Selected text =>
# Hilton Head, Charleston Restaurants



## w.bob (Jul 27, 2007)

We will be in Hilton Head for a week this Sept. and would be interested in hearing Tugger's recommendations for restaurants in Hilton Head. Will also be visiting Charleston for the day and would like a couple of suggestions for lunch or dinner while there. 

I have looked at a number of dinning sites like http://hhidining.com/ but many do not have actual reviews of the restaurants by patrons, just a write up about the place.
We like to read what the actual patron has to say and then take it for what it's worth. Thanks


----------



## MULTIZ321 (Jul 27, 2007)

w.bob

Sally's Place has Hilton Head Island Restaurant Reviews


Richard


----------



## MULTIZ321 (Jul 27, 2007)

Forgot to add - Sally's Place Charlestone Restaurant Reviews


Richard


----------



## w.bob (Jul 27, 2007)

Thanks Richard, First time I came across Sally's place. I will go through each area.
 I would still enjoy hearing Tug suggestions for their favorites.


----------



## Deb from NC (Jul 27, 2007)

Red Fish is our favorite on Hilton Head.  In Charleston we really like
Magnolias.  It's hard to go wrong either place!
Enjoy...


----------



## Pat H (Jul 27, 2007)

Sunset Grille has excellent food.


----------



## Dave M (Jul 27, 2007)

Ditto, Sunset Grille. (Pat and I have been there together.  )

See post #2 in this linked thread for my favorites and some comments about each of them.


----------



## KenK (Jul 27, 2007)

Ya'll sure it was the food & not the company??



Dave M said:


> Ditto, Sunset Grille. (Pat and I have been there together.  )

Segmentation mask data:
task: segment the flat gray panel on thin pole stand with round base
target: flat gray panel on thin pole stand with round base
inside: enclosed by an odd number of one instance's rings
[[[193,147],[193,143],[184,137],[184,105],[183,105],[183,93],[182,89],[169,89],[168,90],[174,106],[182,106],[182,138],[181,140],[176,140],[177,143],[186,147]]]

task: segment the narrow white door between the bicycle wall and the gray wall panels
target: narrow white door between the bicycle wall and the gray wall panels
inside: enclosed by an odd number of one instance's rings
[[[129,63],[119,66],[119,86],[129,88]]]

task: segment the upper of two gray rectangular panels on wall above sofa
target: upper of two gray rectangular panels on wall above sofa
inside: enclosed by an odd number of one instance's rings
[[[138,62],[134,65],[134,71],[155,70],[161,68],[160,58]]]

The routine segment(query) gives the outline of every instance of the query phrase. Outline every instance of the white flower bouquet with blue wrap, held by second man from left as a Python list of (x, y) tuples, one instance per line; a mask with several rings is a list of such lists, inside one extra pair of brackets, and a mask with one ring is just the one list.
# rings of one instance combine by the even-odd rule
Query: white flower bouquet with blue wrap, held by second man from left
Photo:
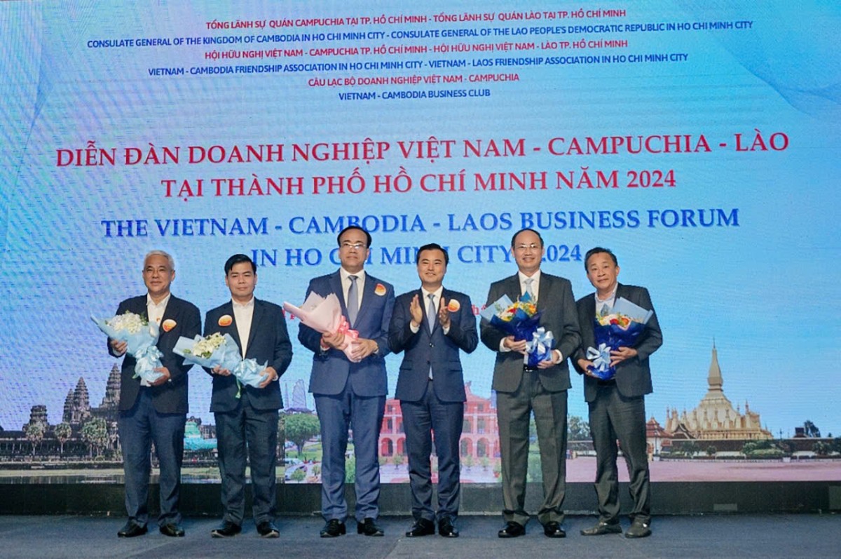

What this task involves => Reproduce the stretch of the restaurant thread from "Forgot to add" through "through each area.", switching "Forgot to add" to "I meant to include".

Exercise answer =>
I meant to include - Sally's Place Charlestone Restaurant Reviews


Richard


----------



## w.bob (Jul 27, 2007)

Thanks Richard, First time I came across Sally's place. I will go through each area.